[[ Extracted data open ]]
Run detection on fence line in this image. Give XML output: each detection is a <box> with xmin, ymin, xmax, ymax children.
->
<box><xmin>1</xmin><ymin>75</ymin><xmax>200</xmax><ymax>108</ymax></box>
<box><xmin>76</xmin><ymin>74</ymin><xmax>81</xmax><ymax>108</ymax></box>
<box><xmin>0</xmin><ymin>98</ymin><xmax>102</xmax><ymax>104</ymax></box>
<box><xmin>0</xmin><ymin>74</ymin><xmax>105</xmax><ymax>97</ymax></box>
[[ Extracted data closed ]]
> **About this task**
The complete listing is needed again, with each line reproduced exactly.

> **Output for this task**
Run detection on fence line in this image. Give XML output: each detection is a <box> with xmin, ymin, xmax, ymax children.
->
<box><xmin>1</xmin><ymin>75</ymin><xmax>200</xmax><ymax>108</ymax></box>
<box><xmin>76</xmin><ymin>74</ymin><xmax>81</xmax><ymax>108</ymax></box>
<box><xmin>0</xmin><ymin>98</ymin><xmax>102</xmax><ymax>104</ymax></box>
<box><xmin>0</xmin><ymin>74</ymin><xmax>105</xmax><ymax>97</ymax></box>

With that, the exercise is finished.